Document excerpt:
┌──

Program

Research Programs: Fellowships for University Teachers

Period of Performance

7/1/2011 - 6/30/2012

Funding Totals

$50,400.00 (approved)
$50,400.00 (awarded)


Liberty, Toleration, and Law: The Political Thought of William Penn

FAIN: FA-55440-10

Andrew Robert Murphy
Rutgers University (New Brunswick, NJ 08901-8559)

In many ways William Penn is a familiar figure to those interested in the history of religious liberty. Penn's life and career have been explored from a variety of disciplinary perspectives, and a number of works over the past half-century have advanced our understanding of Penn's importance in his English and American contexts. Yet just a handful of years short of the 300th anniversary of Penn's death, we still lack the definitive treatment of his political thought as a whole, one that explores its philosophical and religious sources and places it into its many contexts. This project aims to rectify that lacuna, one especially lamentable given the explosion of historically informed scholarship on early modern political thought. The emergence of transatlantic studies as a way of integrating the histories of England and its territories in the Americas makes a new look at this important figure in English and American history an especially timely undertaking as well.

└──

What you need to do: Reproduce the stretch of the grant summary from "7/1/2011 - 6/30/2012" through "Brunswick, NJ 08901-8559)", switching "Toleration" to "Tolerance". The listing is not required for this exercise.

Stored records:
┌──

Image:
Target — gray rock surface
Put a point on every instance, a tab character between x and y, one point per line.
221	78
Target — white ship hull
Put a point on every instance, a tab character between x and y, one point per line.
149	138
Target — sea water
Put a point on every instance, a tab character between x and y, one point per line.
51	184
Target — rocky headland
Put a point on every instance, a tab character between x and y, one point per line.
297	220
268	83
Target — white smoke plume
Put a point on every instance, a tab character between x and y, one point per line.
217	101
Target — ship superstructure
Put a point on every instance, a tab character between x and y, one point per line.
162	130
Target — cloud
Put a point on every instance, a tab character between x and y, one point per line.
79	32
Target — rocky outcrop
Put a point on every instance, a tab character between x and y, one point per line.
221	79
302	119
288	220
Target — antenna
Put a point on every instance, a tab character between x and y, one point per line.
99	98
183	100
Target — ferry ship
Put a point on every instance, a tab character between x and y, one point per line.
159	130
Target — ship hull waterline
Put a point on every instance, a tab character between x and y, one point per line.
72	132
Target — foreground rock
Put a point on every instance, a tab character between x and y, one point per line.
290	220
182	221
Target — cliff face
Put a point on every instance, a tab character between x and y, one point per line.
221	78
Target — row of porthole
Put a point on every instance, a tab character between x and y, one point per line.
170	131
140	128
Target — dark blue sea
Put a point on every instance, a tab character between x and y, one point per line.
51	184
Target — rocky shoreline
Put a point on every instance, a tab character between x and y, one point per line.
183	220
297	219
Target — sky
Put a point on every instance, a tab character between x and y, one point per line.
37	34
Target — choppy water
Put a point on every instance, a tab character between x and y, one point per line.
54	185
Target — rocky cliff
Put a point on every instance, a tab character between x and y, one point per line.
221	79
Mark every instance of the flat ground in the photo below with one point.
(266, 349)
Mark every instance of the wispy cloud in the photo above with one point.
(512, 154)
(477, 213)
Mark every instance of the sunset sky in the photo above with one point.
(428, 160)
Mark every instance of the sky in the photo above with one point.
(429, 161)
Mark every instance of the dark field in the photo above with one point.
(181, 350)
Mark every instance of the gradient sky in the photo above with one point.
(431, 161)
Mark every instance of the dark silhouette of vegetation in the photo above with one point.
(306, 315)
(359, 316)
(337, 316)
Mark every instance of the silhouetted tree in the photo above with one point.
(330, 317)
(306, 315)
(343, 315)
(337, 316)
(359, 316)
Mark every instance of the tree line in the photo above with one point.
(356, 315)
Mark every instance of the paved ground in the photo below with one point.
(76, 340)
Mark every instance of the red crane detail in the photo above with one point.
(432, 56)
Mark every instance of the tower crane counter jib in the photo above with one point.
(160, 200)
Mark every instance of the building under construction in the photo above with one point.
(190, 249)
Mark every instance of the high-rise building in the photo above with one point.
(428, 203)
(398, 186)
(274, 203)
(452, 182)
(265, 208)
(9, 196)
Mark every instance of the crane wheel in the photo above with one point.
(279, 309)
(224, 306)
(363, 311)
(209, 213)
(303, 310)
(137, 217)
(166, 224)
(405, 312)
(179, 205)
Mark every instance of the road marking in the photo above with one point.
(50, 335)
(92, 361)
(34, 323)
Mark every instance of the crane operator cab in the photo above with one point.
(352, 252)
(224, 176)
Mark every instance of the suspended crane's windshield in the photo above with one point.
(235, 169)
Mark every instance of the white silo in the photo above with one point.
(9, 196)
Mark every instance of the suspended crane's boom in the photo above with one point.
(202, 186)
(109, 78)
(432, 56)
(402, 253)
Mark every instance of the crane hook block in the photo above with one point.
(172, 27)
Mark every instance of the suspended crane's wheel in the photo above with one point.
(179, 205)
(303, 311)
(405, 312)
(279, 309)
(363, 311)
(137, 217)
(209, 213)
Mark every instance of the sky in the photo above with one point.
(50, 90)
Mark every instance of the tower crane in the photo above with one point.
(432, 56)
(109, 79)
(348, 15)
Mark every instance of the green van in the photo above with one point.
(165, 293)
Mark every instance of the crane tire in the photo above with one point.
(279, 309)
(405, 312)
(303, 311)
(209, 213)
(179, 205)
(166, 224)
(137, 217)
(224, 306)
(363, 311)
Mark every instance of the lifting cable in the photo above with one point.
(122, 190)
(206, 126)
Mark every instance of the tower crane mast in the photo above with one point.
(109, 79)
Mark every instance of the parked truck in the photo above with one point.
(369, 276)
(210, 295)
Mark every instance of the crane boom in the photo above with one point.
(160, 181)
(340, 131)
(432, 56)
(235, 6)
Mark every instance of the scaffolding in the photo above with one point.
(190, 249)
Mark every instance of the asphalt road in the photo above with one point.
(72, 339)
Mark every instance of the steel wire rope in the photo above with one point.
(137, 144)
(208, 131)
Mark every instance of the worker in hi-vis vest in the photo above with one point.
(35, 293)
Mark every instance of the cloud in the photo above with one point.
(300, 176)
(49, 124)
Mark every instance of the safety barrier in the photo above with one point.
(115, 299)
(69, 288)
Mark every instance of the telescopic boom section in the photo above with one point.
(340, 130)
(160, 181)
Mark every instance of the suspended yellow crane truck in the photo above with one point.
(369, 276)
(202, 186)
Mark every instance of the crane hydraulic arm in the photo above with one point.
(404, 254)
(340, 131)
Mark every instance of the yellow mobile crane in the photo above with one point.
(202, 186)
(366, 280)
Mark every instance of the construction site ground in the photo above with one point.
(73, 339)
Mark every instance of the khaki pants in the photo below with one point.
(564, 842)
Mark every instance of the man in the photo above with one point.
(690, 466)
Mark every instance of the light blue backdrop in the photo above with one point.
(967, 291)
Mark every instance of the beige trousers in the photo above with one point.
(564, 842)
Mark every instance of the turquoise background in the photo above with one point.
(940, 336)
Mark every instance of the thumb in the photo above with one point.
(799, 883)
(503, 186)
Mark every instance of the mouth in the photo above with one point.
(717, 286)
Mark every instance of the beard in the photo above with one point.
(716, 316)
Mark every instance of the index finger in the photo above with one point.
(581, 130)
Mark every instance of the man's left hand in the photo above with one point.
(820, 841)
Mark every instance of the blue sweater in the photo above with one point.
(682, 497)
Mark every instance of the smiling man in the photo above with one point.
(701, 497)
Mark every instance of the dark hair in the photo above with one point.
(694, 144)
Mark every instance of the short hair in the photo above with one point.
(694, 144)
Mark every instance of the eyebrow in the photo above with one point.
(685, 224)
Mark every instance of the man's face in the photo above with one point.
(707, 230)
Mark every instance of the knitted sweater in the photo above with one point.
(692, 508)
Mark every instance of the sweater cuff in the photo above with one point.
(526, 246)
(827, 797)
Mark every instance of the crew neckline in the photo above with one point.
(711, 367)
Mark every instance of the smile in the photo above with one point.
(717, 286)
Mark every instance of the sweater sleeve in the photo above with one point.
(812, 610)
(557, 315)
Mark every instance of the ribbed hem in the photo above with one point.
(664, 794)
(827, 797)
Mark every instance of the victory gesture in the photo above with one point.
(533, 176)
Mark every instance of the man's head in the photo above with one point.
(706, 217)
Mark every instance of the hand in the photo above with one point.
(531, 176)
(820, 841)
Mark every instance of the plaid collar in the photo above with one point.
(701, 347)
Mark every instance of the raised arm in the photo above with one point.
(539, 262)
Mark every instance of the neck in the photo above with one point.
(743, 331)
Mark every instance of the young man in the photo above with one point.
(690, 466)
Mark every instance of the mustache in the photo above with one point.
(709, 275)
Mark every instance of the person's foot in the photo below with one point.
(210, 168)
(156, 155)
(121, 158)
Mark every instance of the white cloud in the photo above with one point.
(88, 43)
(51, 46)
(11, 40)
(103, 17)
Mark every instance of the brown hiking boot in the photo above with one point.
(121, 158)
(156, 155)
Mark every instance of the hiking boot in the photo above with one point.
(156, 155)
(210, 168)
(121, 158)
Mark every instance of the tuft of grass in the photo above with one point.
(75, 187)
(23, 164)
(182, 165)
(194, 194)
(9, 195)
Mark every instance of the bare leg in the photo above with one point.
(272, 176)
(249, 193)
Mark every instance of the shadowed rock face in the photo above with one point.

└──

Problem solution:
7/1/2011 - 6/30/2012

Funding Totals

$50,400.00 (approved)
$50,400.00 (awarded)


Liberty, Tolerance, and Law: The Political Thought of William Penn

FAIN: FA-55440-10

Andrew Robert Murphy
Rutgers University (New Brunswick, NJ 08901-8559)